» **Text shown**
For those who do care, no one is stopping you from going to church and honouring the birthday of baby Jesus by killing a tree. By all means, have at it. But I'll let you in on a little secret...December 25 was not Christ's birthday.

(I love Wikipedia and here's why...)

On or around December 25 ancient Romans celebrated the festival of Saturnalia in honour of--you guessed it--Saturn, the God of farming or agriculture. They would cut down evergreens (signifigant because they did not die in the winter) and decorate them to pay homage to Saturn...a sacrafice, as it were.

The festival was mostly a lot of goofing around, something like April Fool's Day, when masters and slaves would switch roles and the like. It was so much fun that the holiday expanded to almost a week long. Always trying to out do themselves as the Romans often did, the festival gradually degraded into utter debauchery. So much so that soon the word "saturnalia" came to mean "orgy" to the Christians.

AWESOME!!!

It is widely believed that in the fourth century, the Christians assigned December 25 as Christ's birthday in a effort to "Christianize" the pagans celebrating Saturnalia. Rather than eliminate an already popular holiday and try to get them to celebrate an entirely new one, they must have thought it was easier to just replace it. How'd they stop the orgies, that's what I wanna know.

By the way, December 25 is also the secular holiday "Newtonmas" in honour of Sir Isaac Newton.

So getting back to Mr. Bill O'Reilly, I have this to say to him this holiday season; (in honour of Christmas) "Seasons Greetings you self righteous moron", (in honour of Newtonmas) "Happy Genius You Will Never Be Day" and (in honour of Saturnalia) "Go fuck yourself." How ever you want to celebrate is entirely up to you, but leave the rest of us alone and find some real news to talk about.

Long live Jon Stewart!

Tuesday, December 13, 2005

Holiday Favourites

So not so long ago, one of our local on-line news sources had a poll asking their readers what their favourite Christmas movie was. That's all fine and dandy, however, there were a few glaring omissions...

1. A Christmas Story. How, pray tell, could any self respecting Christmas movie poll writer leave this little gem out? They should be ashamed of themselves! Even the 30 Second Bunnies Theatre troop felt it important enough to include in their new programming...click
here to view. Be careful...you'll shoot your eye out...

2. A Wish For Wings That Work. An awesomely funny Berkeley Breathed animated tale. Opus the penguin writes...well...actually, he faxes his letter to Santa expressing his desire to fly after finding little comfort in his "Flightless Bird Support Group"...Robin Williams plays the part of a Kiwi bird whose wife left him for an Albatross...this scene alone is worth the price of admission. Click here to find out more. And if any of you ever see this on DVD anywhere, buy it, buy it, BUY IT!! I'll love you forever.

3. The Nightmare Before Christmas. In my opinion, this is Tim Burton's crown jewel. A beautifully funny and imaginative feat of stop-motion animation. I love Jack Skellington. I want to marry him. Click here to fall in love too.

4. The Ref. OK. This one is not so obvious, but you will bust a gut laughing. Denis Leary plays a thief turned marriage counsellor on Christmas eve. Denis Leary...Kevin Spacey...what more do you want?...yea, yea, yea...click here to blah blah blah...I happen to own this one if anyone wishes to borrow it.

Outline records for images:
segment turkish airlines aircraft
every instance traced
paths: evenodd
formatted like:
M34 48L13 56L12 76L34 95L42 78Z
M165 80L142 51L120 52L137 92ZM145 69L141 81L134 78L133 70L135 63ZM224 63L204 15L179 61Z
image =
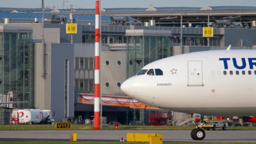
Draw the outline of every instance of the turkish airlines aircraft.
M153 62L121 89L152 106L192 115L256 115L256 50L230 47ZM191 132L195 140L205 136L197 126Z

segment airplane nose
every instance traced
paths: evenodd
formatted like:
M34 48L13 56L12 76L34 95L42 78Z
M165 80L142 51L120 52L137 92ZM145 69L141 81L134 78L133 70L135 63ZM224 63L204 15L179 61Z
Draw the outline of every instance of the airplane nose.
M134 97L136 95L136 83L132 78L128 79L121 85L121 90L128 96Z

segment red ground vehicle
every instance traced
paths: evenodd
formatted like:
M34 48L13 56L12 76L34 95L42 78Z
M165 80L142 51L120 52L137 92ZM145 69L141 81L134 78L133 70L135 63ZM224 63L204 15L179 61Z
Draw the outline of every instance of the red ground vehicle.
M171 119L171 112L150 112L149 125L163 125Z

» **Goals**
A - Copy from the holiday post everything from "Long live Jon" down to "few glaring omissions...".
B - Repeat everything in the records from the line containing "segment airplane nose" down to the end of the records.

» **Replies**
A -
Long live Jon Stewart!

Tuesday, December 13, 2005

Holiday Favourites

So not so long ago, one of our local on-line news sources had a poll asking their readers what their favourite Christmas movie was. That's all fine and dandy, however, there were a few glaring omissions...

B -
segment airplane nose
every instance traced
paths: evenodd
formatted like:
M34 48L13 56L12 76L34 95L42 78Z
M165 80L142 51L120 52L137 92ZM145 69L141 81L134 78L133 70L135 63ZM224 63L204 15L179 61Z
Draw the outline of every instance of the airplane nose.
M134 97L136 95L136 83L132 78L128 79L121 85L121 90L128 96Z

segment red ground vehicle
every instance traced
paths: evenodd
formatted like:
M34 48L13 56L12 76L34 95L42 78Z
M165 80L142 51L120 52L137 92ZM145 69L141 81L134 78L133 70L135 63ZM224 63L204 15L179 61Z
Draw the outline of every instance of the red ground vehicle.
M171 119L171 112L150 112L149 125L163 125Z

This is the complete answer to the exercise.